Quelle: www.golem.de

Mit einem Arduino [eine aus Soft- und Hardware  bestehende Physical-Computing-Plattform] und Hardware im Wert von 40 US-Dollar lassen sich fast alle Modelle der VW-Gruppe aus den vergangenen 15 Jahren öffnen – sagen Sicherheitsforscher. Das Unternehmen hat die Lücke eingeräumt. 14 weitere Autohersteller sind betroffen.

VW hatte über mehrere Jahre hinweg versucht, die Veröffentlichung der Ergebnisse zu untersagen, scheiterte aber im vergangenen Jahr endgültig.

Die Forscher werden mehrere Angriffsszenarien vorstellen; besonders schwerwiegend ist dabei eine Schwäche in den Autoschlüsseln von VW. Per Reverse Engineering fanden die Forscher laut Bericht kryptographische Schlüssel, die jeweils bei mehreren Millionen Volkswagen gleich sein sollen.

Es existieren mehrere solcher Schlüssel, die je nach Baujahr oder Modell variieren. Um das Schloss zu öffnen, mussten die Forscher nur noch einen bei jedem Wagen einmaligen Wert mitsniffen, um einen Schlüssel nachzubauen, mit dem sich das Auto öffnen lässt.

Nach Angaben der Forscher ist das von VW verwendete System vor allem durch das Prinzip „Security by Obscurity“ [Schutz durch Geheimhaltung; ungeeignet als Sicherungsprinzip] abgesichert. Es gibt weder eine autospezifische Form der Schlüsselerstellung noch andere Formen der Schlüssel-Diversifikation. Die Forscher gehen davon aus, dass die übergroße Mehrzahl der von VW in den vergangenen 15 Jahren verkauften Autos die gleiche Schwachstelle aufweise.

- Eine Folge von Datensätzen

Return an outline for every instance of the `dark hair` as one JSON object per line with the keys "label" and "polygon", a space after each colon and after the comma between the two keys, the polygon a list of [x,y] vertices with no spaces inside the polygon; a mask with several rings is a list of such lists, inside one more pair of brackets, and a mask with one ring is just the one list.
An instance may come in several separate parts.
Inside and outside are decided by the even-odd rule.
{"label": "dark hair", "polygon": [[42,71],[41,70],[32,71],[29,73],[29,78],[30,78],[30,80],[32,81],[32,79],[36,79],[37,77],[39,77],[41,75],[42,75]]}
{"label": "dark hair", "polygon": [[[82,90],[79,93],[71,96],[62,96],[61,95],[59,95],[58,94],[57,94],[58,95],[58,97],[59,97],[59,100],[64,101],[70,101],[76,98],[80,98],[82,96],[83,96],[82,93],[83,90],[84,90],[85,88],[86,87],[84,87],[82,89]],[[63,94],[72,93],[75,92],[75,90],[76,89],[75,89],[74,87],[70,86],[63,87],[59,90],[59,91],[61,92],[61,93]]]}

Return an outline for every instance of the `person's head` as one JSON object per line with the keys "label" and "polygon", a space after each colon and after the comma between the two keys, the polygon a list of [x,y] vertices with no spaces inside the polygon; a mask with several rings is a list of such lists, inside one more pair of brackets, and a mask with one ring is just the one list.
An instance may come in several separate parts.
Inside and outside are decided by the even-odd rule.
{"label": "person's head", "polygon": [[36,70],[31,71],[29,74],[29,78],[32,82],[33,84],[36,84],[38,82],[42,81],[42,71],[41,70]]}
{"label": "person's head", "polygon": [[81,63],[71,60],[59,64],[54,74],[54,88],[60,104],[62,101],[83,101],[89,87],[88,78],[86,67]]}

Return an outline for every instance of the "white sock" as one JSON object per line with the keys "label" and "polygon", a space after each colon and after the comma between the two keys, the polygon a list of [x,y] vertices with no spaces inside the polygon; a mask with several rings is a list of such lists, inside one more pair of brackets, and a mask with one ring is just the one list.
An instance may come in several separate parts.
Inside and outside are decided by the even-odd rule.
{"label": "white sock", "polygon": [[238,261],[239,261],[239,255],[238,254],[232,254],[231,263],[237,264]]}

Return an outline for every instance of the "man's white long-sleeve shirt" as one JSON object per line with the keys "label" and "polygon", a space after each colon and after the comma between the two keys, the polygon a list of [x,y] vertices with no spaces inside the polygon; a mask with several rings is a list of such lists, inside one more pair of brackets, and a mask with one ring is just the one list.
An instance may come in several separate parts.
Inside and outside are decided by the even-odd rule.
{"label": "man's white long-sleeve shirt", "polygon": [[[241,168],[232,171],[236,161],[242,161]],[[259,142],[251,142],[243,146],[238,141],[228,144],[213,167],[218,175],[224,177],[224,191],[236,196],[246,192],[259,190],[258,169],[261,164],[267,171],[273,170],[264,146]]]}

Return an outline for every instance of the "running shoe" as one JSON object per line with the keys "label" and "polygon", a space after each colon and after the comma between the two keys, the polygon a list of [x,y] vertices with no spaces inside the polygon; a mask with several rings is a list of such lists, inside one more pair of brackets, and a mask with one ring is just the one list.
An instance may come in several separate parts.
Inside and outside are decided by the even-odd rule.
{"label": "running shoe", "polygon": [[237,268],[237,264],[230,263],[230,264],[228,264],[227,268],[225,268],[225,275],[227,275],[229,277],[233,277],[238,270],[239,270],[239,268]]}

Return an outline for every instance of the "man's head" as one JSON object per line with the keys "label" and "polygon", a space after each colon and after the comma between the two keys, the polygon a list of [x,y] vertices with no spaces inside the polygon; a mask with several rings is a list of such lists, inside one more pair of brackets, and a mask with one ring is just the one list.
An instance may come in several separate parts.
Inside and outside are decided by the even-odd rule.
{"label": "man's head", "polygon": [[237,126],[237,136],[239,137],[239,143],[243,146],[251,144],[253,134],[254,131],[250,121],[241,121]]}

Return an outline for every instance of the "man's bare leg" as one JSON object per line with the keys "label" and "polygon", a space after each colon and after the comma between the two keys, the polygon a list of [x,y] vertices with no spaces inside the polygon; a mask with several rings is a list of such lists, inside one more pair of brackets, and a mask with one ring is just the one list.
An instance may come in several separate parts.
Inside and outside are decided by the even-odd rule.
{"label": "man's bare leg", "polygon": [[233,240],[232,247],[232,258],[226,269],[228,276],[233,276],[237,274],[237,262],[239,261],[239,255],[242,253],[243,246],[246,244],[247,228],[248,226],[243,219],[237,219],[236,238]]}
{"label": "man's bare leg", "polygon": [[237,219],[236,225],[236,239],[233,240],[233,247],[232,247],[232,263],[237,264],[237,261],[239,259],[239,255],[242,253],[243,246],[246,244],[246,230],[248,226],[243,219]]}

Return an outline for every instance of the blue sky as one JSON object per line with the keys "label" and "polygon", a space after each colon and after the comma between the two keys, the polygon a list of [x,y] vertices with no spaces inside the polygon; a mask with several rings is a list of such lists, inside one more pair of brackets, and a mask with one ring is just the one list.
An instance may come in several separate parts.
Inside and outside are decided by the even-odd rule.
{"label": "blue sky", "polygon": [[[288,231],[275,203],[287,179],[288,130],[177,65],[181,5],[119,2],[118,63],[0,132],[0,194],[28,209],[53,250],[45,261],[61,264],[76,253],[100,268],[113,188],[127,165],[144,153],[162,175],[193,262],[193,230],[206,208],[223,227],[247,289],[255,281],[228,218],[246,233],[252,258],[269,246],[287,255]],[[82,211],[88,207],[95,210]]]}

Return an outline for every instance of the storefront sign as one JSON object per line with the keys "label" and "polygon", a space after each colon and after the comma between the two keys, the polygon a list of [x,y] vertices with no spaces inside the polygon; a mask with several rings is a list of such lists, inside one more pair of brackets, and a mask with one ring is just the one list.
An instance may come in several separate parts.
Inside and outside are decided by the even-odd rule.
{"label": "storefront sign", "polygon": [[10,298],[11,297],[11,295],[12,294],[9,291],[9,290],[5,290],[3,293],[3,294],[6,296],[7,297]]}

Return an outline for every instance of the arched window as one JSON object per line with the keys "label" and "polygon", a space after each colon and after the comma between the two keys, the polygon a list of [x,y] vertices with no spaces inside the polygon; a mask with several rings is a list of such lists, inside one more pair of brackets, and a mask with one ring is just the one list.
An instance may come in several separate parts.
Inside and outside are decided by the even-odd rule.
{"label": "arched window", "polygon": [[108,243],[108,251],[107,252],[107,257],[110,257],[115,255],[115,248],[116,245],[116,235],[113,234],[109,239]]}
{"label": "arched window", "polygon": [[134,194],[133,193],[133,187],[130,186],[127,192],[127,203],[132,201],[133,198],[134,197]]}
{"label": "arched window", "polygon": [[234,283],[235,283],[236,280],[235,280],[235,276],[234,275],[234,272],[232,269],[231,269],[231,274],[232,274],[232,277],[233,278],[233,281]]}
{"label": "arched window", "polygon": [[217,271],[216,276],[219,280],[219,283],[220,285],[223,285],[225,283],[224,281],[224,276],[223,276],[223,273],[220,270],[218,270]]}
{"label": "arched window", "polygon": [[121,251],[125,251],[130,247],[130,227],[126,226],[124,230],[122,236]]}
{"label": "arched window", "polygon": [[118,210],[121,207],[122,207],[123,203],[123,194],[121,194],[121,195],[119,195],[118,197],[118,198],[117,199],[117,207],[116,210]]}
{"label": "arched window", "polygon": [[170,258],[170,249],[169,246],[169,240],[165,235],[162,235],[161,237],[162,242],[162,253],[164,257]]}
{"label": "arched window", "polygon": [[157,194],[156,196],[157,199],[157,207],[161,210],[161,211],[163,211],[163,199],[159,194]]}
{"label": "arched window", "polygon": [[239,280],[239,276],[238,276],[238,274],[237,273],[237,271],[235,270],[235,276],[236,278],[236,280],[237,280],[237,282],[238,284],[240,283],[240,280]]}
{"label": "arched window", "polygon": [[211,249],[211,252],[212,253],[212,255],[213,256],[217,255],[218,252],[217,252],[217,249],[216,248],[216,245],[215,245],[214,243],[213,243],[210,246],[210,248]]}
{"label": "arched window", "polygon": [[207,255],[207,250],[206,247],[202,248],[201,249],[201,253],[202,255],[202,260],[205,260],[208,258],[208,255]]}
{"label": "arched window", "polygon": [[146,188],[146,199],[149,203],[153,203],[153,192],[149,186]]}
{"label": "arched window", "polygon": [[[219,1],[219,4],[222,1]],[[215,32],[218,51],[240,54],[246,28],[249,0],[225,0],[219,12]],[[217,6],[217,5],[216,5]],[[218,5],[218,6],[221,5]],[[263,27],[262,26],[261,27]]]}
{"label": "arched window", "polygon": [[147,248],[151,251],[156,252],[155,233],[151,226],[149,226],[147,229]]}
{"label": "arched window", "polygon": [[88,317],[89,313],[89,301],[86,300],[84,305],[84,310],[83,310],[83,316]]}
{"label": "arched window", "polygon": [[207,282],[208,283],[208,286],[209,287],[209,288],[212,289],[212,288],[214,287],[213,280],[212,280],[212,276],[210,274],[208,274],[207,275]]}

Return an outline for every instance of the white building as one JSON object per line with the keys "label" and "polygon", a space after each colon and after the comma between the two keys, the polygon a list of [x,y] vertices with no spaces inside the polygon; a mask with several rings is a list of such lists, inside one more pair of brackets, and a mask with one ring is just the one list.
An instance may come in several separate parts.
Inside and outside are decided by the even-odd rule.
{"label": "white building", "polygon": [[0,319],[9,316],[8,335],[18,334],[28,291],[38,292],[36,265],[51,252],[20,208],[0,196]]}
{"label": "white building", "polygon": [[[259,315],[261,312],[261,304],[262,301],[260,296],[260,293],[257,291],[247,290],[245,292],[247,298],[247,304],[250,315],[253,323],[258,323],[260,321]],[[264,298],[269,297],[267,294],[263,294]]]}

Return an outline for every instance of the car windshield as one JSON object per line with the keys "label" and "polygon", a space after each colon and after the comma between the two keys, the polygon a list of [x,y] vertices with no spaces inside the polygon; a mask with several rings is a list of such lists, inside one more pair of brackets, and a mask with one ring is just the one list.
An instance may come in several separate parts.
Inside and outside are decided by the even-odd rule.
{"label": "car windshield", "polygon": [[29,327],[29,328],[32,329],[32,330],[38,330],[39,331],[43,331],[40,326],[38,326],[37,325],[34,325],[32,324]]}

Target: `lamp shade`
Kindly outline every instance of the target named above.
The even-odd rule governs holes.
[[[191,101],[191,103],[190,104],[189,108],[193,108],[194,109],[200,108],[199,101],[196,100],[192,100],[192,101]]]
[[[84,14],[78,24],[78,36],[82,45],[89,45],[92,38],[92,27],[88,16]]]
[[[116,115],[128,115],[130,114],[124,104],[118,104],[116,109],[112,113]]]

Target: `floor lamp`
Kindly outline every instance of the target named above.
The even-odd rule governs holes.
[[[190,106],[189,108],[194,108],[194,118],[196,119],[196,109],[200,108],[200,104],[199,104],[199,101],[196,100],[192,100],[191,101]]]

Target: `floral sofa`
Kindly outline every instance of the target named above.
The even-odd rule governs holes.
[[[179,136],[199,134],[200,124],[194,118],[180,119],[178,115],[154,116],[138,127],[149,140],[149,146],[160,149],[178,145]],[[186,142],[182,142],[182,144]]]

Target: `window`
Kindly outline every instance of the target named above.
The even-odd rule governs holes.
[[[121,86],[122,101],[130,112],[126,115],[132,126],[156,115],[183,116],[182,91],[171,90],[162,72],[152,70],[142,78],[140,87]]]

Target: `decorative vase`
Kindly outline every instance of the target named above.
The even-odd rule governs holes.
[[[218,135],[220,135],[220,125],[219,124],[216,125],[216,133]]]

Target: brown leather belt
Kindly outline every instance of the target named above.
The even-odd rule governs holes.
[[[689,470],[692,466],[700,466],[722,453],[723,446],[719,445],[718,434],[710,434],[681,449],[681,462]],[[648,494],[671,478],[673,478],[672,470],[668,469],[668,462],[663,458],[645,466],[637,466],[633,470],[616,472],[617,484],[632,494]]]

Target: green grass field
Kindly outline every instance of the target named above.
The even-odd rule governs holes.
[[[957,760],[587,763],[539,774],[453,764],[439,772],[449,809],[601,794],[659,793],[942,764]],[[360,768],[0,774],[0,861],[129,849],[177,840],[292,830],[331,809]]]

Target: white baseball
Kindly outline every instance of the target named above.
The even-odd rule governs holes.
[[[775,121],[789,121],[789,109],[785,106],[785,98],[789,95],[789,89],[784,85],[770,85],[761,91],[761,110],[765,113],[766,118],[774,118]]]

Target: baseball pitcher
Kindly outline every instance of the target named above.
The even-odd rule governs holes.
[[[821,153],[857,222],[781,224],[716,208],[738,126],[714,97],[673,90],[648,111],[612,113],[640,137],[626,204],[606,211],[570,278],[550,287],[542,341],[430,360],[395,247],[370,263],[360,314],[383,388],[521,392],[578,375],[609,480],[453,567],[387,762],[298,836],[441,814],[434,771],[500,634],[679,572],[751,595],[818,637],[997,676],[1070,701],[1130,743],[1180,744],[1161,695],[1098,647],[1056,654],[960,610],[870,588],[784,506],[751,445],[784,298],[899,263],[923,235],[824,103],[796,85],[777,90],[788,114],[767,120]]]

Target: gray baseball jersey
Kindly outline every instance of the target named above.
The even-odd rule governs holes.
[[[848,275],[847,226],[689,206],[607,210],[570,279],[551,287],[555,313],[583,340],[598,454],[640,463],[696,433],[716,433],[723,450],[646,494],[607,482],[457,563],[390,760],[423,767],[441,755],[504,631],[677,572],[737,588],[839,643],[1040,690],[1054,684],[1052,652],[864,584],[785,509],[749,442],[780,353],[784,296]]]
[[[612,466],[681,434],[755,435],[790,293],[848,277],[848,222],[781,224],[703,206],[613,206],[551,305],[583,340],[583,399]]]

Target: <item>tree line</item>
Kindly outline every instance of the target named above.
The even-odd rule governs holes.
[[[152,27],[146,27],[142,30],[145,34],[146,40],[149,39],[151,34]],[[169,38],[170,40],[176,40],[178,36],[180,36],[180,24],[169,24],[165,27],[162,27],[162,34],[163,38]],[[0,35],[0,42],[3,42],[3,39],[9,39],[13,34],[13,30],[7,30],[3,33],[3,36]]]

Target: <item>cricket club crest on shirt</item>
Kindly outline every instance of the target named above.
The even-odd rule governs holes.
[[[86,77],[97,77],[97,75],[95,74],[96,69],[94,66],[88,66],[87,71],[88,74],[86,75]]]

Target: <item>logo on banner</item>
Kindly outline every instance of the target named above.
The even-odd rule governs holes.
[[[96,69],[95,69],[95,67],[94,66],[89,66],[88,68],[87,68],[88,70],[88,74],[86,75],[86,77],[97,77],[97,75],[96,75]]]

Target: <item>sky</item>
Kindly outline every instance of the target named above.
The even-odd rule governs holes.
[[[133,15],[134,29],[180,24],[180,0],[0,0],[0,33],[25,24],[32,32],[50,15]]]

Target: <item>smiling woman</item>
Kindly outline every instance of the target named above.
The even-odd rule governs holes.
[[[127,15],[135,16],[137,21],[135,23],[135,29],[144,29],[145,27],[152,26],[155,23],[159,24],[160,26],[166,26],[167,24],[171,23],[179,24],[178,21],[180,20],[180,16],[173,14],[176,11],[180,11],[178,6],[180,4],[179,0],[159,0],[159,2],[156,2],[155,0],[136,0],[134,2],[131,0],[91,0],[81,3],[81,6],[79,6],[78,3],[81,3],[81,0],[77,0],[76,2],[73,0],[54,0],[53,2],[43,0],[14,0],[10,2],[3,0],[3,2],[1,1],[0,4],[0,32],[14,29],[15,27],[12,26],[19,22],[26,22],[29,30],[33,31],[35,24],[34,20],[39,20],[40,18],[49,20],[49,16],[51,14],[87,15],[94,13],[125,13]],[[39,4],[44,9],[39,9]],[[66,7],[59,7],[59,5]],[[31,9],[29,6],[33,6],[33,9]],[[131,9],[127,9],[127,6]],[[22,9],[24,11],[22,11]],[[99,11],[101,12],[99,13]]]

- TEILE DER ÜBUNG
• 1. Wie viele weitere Autohersteller sind laut dem Artikel über die Lücke in VW-Autoschlüsseln ebenfalls betroffen?
• 2. Führe den Artikel über die Lücke in VW-Autoschlüsseln im Anschluss an seinen letzten Satz fort.

- GEGEBENE ANTWORTEN
• 1. 14 weitere Autohersteller.

• 2.
Zwar habe das Unternehmen über die Jahre neue Verfahren eingeführt, die eine längere Schlüssellänge und eine bessere Sicherheit hätten. Doch die im Paper VW 2 und VW 3 genannten Verfahren verwendeten beide einen „Globalen Masterschlüssel“, der die mathematisch Sicherheit der eingesetzten Verfahren unterlaufe.

„Du musst nur einmal den Datenverkehr mitschneiden“, sagte David Oswald, einer der beteiligten Hacker zu Wired. Dazu dürfe der Angreifer maximal 90 Meter entfernt sein.

Neben der Schwäche bei Autos der Volkswagen-Gruppe fanden die Forscher auch Probleme mit der Hitag-2-Technologie. Dieser wird von zahlreichen Herstellern eingesetzt. Der Zulieferer NXP sagte Wired, dass das verwendete Hitag-2-Kryptosystem einen alten Algorithmus verwende und das Unternehmen Kunden empfohlen habe, ein Upgrade durchzuführen.

Kommentar

Ein weiteres Beispiel dafür, dass das was heute als sicher gelten mag, längst nicht mehr in wenigen Jahren auch so sein muss. Ganz abgesehen davon, dass hier wohl etwas zu einfach gedacht wurde und man sich zu sehr auf das Prinzip „Security by Obscurity“ verlassen hat, was leider auch kein Einzelfall sondern eher die Regel darstellt. So ist das etwa auch bei aktuellen Infrastrukturkomponenten, etwa bei Smart Meter zu beobachten.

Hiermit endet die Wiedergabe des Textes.